→ TEXTE FOURNI:
Comme j'ai déjà eu l'occasion de le dire (mais en ce temps de rénovation pédagogique, la répétition demeure néanmoins "l'âme de l'enseignement"), la presse française est tellement "aux ordres" qu'il n'y a même pas besoin de lui en donner. Elle prévient les désirs du gouvernement ; comme dans Andromaque, Pyrrhus, dont les refus prévenaient les larmes de sa bien-aimée, les journalistes français pourraient dire à Fabius et Hollande : "Que leur refus de parler du Mali ont prévenu leurs ordres".
L'élection présidentielle malienne était censée tourner à la gloire de l'influence française. La France, sottement soucieuse d'instaurer une pseudo démocratie dans la bergerie malienne pour mieux y introduire le loup américain, avait; contre le bon sens et le désir de beaucoup de Maliens, maintenu l'élection présidentielle au 28 juillet 2013. Ce vote, présenté au départ comme un extraordinaire succès, avait été alors l'objet de nombreux articles et commentaires célébrant naturellement tous la rare clairvoyance du gouvernement français dans ce choix, que d'aucuns s'étaient obstinés à juger hasardeux, voire malencontreux.
Depuis dimanche soir, en revanche, le silence est de rigueur dans la toute presse française.
Les résultats de l'élection devaient être donnés mardi 30 juillet 2013 à 17 heures, ce qui est déjà bien long, en dépit de l'étendue du territoire, car la situation a radicalement changé en Afrique depuis la généralisation des téléphones portables et de l'internet.
On a commencé par annoncer le mardi que les résultats n'arriveraient que mercredi 31 puis, dans la suite, qu'ils ne seraient donnés que vendredi 2 août 2013 c'est-à-dire aujourd'hui même, où je n'ai encore rien vu venir, les seuls articles français datant de trois jours. Le communiqué du gouvernement malien donne la date nouvelle sans la moindre explication !

→ EXERCICES À FAIRE:
- A) Dans le texte sur l'élection malienne, recopiez le passage qui commence aux mots "Depuis dimanche soir, en" et se termine après "moindre explication !".
- B) Résumez en quelques phrases le paragraphe du texte sur l'élection malienne qui commence par « On a commencé par annoncer », en gardant ses faits principaux.
- C) D'après le texte sur l'élection malienne, à quelle date la France avait-elle maintenu l'élection présidentielle malienne ?

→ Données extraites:
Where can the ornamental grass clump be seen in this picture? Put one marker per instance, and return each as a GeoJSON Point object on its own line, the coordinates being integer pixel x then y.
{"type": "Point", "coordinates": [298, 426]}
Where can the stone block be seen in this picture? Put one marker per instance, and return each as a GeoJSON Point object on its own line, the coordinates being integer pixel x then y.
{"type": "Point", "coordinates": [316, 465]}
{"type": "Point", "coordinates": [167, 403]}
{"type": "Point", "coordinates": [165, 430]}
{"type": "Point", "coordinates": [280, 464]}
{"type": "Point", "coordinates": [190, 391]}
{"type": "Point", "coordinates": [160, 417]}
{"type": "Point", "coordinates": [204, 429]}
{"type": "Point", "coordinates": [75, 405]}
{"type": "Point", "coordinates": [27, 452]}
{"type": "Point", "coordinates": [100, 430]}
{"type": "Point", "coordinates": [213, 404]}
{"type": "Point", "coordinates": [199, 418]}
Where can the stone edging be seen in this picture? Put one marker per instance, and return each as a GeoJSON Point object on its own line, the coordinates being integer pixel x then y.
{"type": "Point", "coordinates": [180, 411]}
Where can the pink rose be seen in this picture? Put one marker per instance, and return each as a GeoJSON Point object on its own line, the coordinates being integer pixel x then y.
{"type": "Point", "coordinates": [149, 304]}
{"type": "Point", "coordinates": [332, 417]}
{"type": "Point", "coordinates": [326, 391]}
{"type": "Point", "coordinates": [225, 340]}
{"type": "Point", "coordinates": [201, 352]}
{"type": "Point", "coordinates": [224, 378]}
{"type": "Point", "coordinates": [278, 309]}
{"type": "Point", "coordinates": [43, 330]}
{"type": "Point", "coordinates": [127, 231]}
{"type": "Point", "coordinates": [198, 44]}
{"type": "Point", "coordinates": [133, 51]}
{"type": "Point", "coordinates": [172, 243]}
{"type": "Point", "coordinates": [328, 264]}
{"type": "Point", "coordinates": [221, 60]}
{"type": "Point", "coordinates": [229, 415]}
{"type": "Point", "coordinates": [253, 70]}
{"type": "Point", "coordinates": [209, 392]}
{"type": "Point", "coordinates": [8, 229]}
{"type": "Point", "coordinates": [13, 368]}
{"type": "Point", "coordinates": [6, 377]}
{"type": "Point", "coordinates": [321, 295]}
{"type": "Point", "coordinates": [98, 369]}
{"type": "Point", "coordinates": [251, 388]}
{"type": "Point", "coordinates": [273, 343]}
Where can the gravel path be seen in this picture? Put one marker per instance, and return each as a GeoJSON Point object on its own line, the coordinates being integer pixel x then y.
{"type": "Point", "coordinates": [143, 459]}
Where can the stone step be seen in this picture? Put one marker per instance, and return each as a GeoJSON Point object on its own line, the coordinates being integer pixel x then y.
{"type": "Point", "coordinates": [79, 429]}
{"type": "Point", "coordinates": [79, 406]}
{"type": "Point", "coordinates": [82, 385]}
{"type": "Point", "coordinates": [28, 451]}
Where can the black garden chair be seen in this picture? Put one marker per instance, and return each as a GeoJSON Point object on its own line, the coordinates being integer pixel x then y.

→ RÉPONSES PAR EXERCICE:
- A)
Depuis dimanche soir, en revanche, le silence est de rigueur dans la toute presse française.
Les résultats de l'élection devaient être donnés mardi 30 juillet 2013 à 17 heures, ce qui est déjà bien long, en dépit de l'étendue du territoire, car la situation a radicalement changé en Afrique depuis la généralisation des téléphones portables et de l'internet.
On a commencé par annoncer le mardi que les résultats n'arriveraient que mercredi 31 puis, dans la suite, qu'ils ne seraient donnés que vendredi 2 août 2013 c'est-à-dire aujourd'hui même, où je n'ai encore rien vu venir, les seuls articles français datant de trois jours. Le communiqué du gouvernement malien donne la date nouvelle sans la moindre explication !

- B) Le mardi, on a d'abord annoncé que les résultats ne viendraient que le mercredi 31, puis seulement le vendredi 2 août 2013. C'est le jour même où le texte est écrit, et rien n'est encore paru. Les seuls articles français datent de trois jours. Le communiqué du gouvernement malien donne la nouvelle date sans aucune explication.

- C) Au 28 juillet 2013.